# [TASK DIRECTIONS]
Could you please write out the data shown below, exactly and in full?

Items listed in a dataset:
+++

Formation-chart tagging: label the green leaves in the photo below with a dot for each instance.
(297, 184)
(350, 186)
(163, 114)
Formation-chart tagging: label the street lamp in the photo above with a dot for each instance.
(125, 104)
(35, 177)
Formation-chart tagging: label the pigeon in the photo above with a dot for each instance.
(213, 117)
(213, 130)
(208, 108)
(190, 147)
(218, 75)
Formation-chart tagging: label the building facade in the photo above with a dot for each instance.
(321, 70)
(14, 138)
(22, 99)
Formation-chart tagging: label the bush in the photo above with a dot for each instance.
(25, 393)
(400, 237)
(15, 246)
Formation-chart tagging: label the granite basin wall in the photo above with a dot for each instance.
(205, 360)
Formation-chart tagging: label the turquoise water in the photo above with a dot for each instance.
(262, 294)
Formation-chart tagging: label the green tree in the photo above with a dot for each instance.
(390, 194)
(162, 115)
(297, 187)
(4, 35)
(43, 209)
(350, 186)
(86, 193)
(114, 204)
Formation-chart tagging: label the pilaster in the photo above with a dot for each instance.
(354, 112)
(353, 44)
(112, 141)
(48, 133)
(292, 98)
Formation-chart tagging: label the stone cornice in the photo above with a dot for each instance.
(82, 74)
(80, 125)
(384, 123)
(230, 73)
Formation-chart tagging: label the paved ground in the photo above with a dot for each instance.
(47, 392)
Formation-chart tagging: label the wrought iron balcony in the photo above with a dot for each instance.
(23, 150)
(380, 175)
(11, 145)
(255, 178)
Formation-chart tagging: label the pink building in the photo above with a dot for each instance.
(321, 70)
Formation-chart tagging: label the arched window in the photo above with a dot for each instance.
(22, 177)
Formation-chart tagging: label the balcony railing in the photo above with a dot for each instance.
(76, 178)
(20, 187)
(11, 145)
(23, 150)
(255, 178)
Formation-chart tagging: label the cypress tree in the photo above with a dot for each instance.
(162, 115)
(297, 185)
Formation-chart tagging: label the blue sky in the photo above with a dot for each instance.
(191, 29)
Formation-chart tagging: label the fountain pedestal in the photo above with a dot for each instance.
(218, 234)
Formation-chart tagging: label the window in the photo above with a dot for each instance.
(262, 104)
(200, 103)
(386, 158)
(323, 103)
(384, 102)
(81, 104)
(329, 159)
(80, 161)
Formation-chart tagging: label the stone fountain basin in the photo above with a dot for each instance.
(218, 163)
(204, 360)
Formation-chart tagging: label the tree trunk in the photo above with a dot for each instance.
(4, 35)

+++

# [SOLUTION BELOW]
Formation-chart tagging: label the green leaves in the photo below with a dot for each instance.
(297, 184)
(350, 186)
(163, 114)
Formation-chart tagging: label the street lamp in the photo above with a dot for each instance.
(125, 104)
(35, 177)
Formation-chart tagging: label the pigeon in the photo above with a dot for each instance.
(213, 117)
(213, 130)
(208, 108)
(190, 147)
(218, 75)
Formation-chart tagging: label the building facade in the photo above with a dot for each instance.
(321, 70)
(14, 138)
(22, 99)
Formation-chart tagging: label the bush in the photo above with a dot for each instance.
(25, 393)
(400, 237)
(15, 246)
Formation-chart tagging: label the granite basin wall in the photo above with a dot for each instance.
(205, 360)
Formation-chart tagging: label the turquoise water in the photo above with a dot for each instance.
(262, 294)
Formation-chart tagging: label the green tree in the photo above with a dot for each instance.
(390, 194)
(162, 115)
(297, 187)
(4, 35)
(43, 209)
(350, 186)
(86, 193)
(114, 204)
Formation-chart tagging: label the pilaster in the photo above with a dot for each instance.
(354, 112)
(353, 44)
(112, 141)
(48, 133)
(292, 98)
Formation-chart tagging: label the stone cornice in the photo above with a dot for each instance.
(82, 74)
(80, 125)
(384, 123)
(230, 73)
Formation-chart tagging: label the paved ground in the photo above with a dot for each instance.
(47, 392)
Formation-chart tagging: label the wrought iron balcony in the photo above with a dot for each instance.
(23, 150)
(380, 175)
(11, 145)
(255, 178)
Formation-chart tagging: label the pink building in the photo above with a dot for each instance.
(321, 70)
Formation-chart tagging: label the arched window in the photo above with a dot for each instance.
(22, 177)
Formation-chart tagging: label the balcony railing in the photo above with a dot for each instance.
(76, 178)
(20, 187)
(11, 145)
(23, 150)
(255, 178)
Formation-chart tagging: label the cypress tree in the photo above with a dot for each instance.
(162, 115)
(297, 185)
Formation-chart tagging: label the blue sky in the photo above with a dot for each instance.
(191, 29)
Formation-chart tagging: label the fountain pedestal in the photo above with a dot for each instance.
(218, 234)
Formation-chart tagging: label the window in the photo above with a dot for each instance.
(262, 104)
(200, 103)
(386, 158)
(323, 103)
(384, 102)
(81, 104)
(329, 159)
(80, 161)
Formation-chart tagging: label the stone fountain basin in the photo above with a dot for each instance.
(218, 163)
(204, 360)
Formation-chart tagging: label the tree trunk in the photo above with a dot for each instance.
(4, 35)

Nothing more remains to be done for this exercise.